EXERCISE OBJECTIVE: Give every line of the data below as a JSON list of strings, one string per line, and leave out any blank lines.

------------------------

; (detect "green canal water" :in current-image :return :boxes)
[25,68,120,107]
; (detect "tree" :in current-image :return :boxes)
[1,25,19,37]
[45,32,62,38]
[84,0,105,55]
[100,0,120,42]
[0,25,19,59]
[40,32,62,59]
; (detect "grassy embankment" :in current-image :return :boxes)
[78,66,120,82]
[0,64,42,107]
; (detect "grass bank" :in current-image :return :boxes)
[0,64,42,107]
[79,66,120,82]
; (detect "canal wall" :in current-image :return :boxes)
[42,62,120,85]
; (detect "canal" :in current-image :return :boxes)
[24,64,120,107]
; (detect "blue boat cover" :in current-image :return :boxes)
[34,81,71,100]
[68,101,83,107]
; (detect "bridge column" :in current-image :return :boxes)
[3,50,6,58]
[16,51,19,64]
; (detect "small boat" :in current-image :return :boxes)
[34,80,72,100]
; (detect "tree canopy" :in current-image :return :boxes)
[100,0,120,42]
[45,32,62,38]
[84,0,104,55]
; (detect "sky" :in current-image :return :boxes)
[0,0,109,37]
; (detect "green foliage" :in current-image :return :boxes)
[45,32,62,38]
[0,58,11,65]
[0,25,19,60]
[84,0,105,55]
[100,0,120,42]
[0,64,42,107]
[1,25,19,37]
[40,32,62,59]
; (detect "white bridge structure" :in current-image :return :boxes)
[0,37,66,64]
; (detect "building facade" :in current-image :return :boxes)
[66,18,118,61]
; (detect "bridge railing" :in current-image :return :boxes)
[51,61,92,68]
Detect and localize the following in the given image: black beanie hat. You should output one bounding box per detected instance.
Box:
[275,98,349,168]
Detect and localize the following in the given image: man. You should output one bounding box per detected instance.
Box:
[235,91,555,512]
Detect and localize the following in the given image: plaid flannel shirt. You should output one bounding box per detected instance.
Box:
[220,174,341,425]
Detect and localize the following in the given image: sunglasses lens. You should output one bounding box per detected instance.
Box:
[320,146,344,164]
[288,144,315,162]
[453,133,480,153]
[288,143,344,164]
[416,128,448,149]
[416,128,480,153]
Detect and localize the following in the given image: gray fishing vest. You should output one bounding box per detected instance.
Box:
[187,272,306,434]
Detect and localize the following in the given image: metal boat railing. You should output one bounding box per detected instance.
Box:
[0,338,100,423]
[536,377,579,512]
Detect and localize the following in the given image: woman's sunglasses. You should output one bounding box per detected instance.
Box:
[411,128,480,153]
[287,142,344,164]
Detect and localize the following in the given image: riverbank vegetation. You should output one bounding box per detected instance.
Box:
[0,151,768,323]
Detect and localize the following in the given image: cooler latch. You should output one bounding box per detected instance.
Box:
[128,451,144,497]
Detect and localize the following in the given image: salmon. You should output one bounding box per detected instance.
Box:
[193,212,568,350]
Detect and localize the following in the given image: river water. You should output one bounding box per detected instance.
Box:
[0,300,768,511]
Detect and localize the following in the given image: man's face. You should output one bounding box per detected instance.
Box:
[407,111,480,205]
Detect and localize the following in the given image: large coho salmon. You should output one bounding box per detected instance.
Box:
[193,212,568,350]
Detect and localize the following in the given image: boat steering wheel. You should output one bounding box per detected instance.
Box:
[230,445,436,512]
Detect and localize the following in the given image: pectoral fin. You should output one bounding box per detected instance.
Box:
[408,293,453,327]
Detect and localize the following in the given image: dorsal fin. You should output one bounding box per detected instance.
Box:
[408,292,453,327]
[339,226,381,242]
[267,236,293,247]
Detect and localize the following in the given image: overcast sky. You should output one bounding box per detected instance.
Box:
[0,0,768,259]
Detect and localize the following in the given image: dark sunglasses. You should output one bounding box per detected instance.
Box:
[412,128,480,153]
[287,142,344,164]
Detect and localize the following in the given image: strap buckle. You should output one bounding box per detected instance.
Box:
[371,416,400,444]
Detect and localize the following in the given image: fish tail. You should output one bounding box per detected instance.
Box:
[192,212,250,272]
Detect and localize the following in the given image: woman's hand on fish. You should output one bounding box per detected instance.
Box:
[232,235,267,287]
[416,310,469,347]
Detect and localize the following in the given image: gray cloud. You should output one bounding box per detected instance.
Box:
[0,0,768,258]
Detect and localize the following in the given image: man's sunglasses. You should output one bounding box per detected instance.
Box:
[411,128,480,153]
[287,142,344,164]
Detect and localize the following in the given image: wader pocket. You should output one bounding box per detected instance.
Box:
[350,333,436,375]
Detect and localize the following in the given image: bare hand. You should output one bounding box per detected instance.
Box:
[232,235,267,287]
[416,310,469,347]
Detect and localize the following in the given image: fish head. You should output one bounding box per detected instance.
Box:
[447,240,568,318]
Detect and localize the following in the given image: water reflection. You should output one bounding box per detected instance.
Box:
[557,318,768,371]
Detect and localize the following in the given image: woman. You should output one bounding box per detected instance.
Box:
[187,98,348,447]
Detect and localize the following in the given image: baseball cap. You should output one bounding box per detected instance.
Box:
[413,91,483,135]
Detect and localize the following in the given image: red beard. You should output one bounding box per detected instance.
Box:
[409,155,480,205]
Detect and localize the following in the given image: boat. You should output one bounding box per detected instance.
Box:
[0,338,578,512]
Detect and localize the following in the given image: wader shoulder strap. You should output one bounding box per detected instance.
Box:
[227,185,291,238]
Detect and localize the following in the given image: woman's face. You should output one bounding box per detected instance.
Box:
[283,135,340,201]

------------------------

SOLVED EXERCISE:
[
  "; (detect \"green canal water\" :in current-image :return :boxes)",
  "[25,68,120,107]",
  "; (detect \"tree\" :in current-image :return :boxes)",
  "[1,25,19,37]",
  "[45,32,62,38]",
  "[84,0,105,55]",
  "[100,0,120,42]",
  "[0,25,19,59]",
  "[40,32,62,59]",
  "; (detect \"grassy embankment\" :in current-image :return :boxes)",
  "[78,66,120,82]",
  "[0,64,42,107]",
  "; (detect \"grass bank\" :in current-image :return :boxes)",
  "[0,64,42,107]",
  "[79,66,120,82]",
  "; (detect \"canal wall\" :in current-image :return :boxes)",
  "[42,62,120,85]",
  "; (detect \"canal\" :in current-image :return :boxes)",
  "[24,64,120,107]",
  "; (detect \"blue boat cover\" :in current-image :return :boxes)",
  "[34,81,71,100]",
  "[68,101,83,107]",
  "; (detect \"bridge column\" :in current-image :return :boxes)",
  "[3,50,6,58]",
  "[16,51,19,64]",
  "; (detect \"small boat\" :in current-image :return :boxes)",
  "[34,80,72,100]",
  "; (detect \"tree canopy\" :in current-image :return :boxes)",
  "[100,0,120,42]",
  "[45,32,62,38]",
  "[84,0,104,55]",
  "; (detect \"sky\" :in current-image :return :boxes)",
  "[0,0,109,37]",
  "; (detect \"green foliage\" :in current-image :return :boxes)",
  "[45,32,62,38]",
  "[0,58,11,65]",
  "[0,25,19,60]",
  "[84,0,105,55]",
  "[100,0,120,42]",
  "[0,64,42,107]",
  "[1,25,19,37]",
  "[40,32,62,59]",
  "; (detect \"white bridge structure\" :in current-image :return :boxes)",
  "[0,37,66,64]",
  "; (detect \"building facade\" :in current-image :return :boxes)",
  "[66,18,118,61]",
  "; (detect \"bridge railing\" :in current-image :return :boxes)",
  "[51,61,92,68]",
  "Detect and localize the following in the given image: black beanie hat. You should output one bounding box per detected instance.",
  "Box:",
  "[275,98,349,168]",
  "Detect and localize the following in the given image: man. You should output one bounding box per detected instance.",
  "Box:",
  "[235,91,555,512]",
  "Detect and localize the following in the given image: plaid flannel shirt. You should output one bounding box per detected instance.",
  "Box:",
  "[220,174,341,425]",
  "Detect and localize the following in the given image: sunglasses lens. You should output one bounding box per detected instance.",
  "Box:",
  "[320,146,344,164]",
  "[288,144,315,162]",
  "[453,133,480,153]",
  "[288,143,344,164]",
  "[416,128,448,149]",
  "[416,128,480,153]",
  "Detect and localize the following in the given image: gray fishing vest. You should output one bounding box per detected instance.",
  "Box:",
  "[187,272,306,434]",
  "Detect and localize the following in the given image: metal boat railing. You should output one bounding box per detected instance.",
  "Box:",
  "[0,338,100,423]",
  "[536,377,579,512]",
  "Detect and localize the following in the given image: woman's sunglasses. You should output one bounding box per detected instance.",
  "Box:",
  "[411,128,480,153]",
  "[287,142,344,164]",
  "Detect and localize the following in the given image: riverbank vegetation. You should output one bounding box per detected instance.",
  "Box:",
  "[0,151,768,323]",
  "Detect and localize the following in the given image: cooler latch. You should output one bounding box per detected instance.",
  "Box:",
  "[128,451,144,497]",
  "Detect and localize the following in the given image: salmon. You should output one bounding box per detected instance.",
  "Box:",
  "[193,212,568,350]",
  "Detect and localize the following in the given image: river water. You should output one bounding box per detected instance.",
  "Box:",
  "[0,300,768,511]",
  "Detect and localize the following in the given image: man's face. You should output one bounding box per detected instance.",
  "Box:",
  "[407,111,480,205]",
  "Detect and localize the following in the given image: large coho salmon. You should output one bounding box per detected instance.",
  "Box:",
  "[193,212,568,350]",
  "Detect and localize the following in the given image: boat steering wheel. You should output one bounding box per detected instance.",
  "Box:",
  "[230,445,436,512]",
  "Detect and localize the following in the given image: pectoral fin. You should output one bounding box per detected instance.",
  "Box:",
  "[408,293,453,327]",
  "Detect and localize the following in the given image: dorsal fin. You should output one bounding box per detected instance.",
  "Box:",
  "[408,292,453,327]",
  "[339,226,381,242]",
  "[267,236,293,247]",
  "Detect and localize the following in the given image: overcast sky. You should output one bounding box per detected instance.",
  "Box:",
  "[0,0,768,259]",
  "Detect and localize the following in the given image: dark sunglasses. You should output one bounding box per detected instance.",
  "Box:",
  "[412,128,480,153]",
  "[287,142,344,164]",
  "Detect and localize the following in the given image: strap buckle. You should output one bounding box per detected instance.",
  "Box:",
  "[371,416,400,444]",
  "Detect and localize the following in the given image: fish tail. You should output one bounding box per detected instance.",
  "Box:",
  "[192,212,250,272]",
  "Detect and localize the following in the given image: woman's hand on fish. You should output one bounding box per detected instance.",
  "Box:",
  "[232,235,267,287]",
  "[416,310,469,347]",
  "Detect and localize the following in the given image: gray cloud. You should output one bounding box per detected instance.",
  "Box:",
  "[0,0,768,258]",
  "Detect and localize the following in the given image: man's sunglasses. You should output one bounding box per detected instance.",
  "Box:",
  "[411,128,480,153]",
  "[287,142,344,164]",
  "Detect and localize the following in the given image: wader pocket. You should output one bounding box per detected instance.",
  "Box:",
  "[350,333,436,375]",
  "Detect and localize the following in the given image: bare hand. You should output one bounding box per detected instance.",
  "Box:",
  "[232,235,267,287]",
  "[416,310,469,347]",
  "Detect and localize the following in the given image: fish head. You should output one bounding box per detected instance.",
  "Box:",
  "[447,240,568,318]",
  "Detect and localize the following in the given image: water reflection. You should output one bounding box per detected instance.",
  "Box:",
  "[557,318,768,371]",
  "Detect and localize the following in the given image: woman. You should output one bounding box per detected instance.",
  "Box:",
  "[187,98,348,447]",
  "Detect and localize the following in the given image: baseball cap. You should output one bounding box per detected instance.",
  "Box:",
  "[413,91,483,135]",
  "Detect and localize the following in the given image: red beard. You should output one bounding box per detected instance.",
  "Box:",
  "[409,155,480,205]",
  "Detect and localize the following in the given image: boat. You should output one bounding box per detected instance.",
  "Box:",
  "[0,338,578,512]",
  "Detect and localize the following in the given image: wader shoulder strap. You should output one bounding box per detected instance.",
  "Box:",
  "[227,185,291,238]",
  "Detect and localize the following in the given image: woman's face. You should output one bounding box per detected instance.",
  "Box:",
  "[283,135,340,201]"
]